** Aim of the exercise **
Quote all lines below exactly. Images stay out.

(Data for analysis)

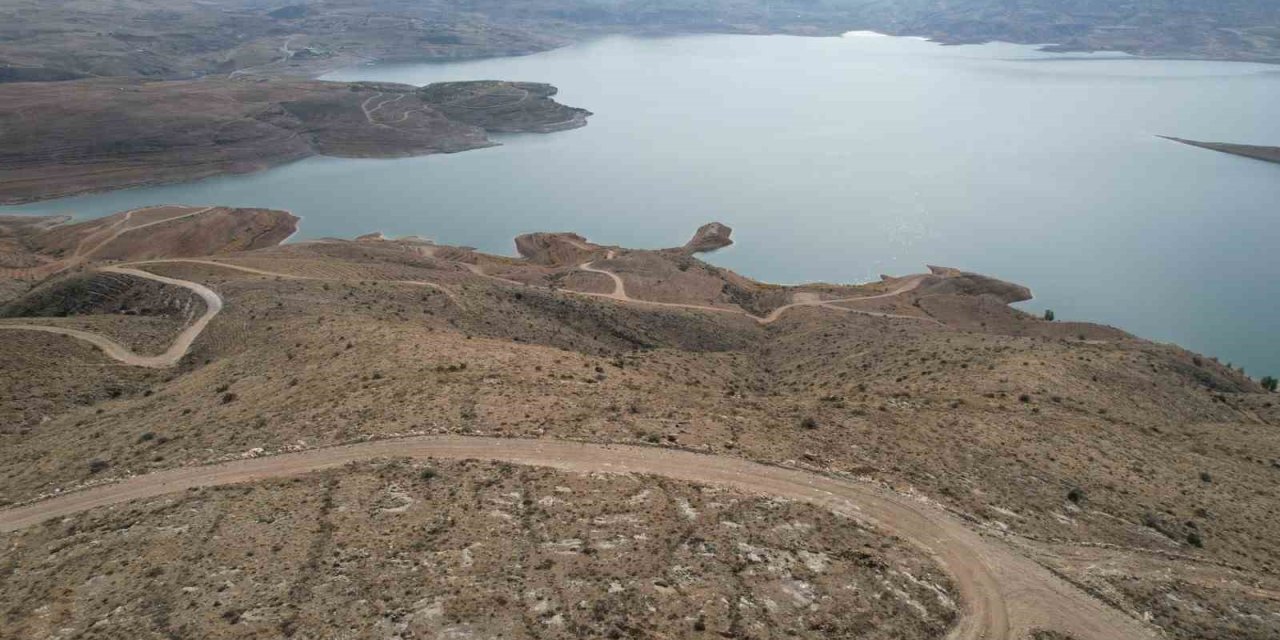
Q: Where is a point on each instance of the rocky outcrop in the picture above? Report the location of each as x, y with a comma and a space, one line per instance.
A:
557, 248
954, 282
709, 237
503, 106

(End Data for analysis)

** Solved problem **
Q: Where is a point on each instance of the rocky outcrop in the picture above? Report the location of each as x, y with a comma and a space, one line per instance.
A:
557, 248
954, 282
709, 237
503, 106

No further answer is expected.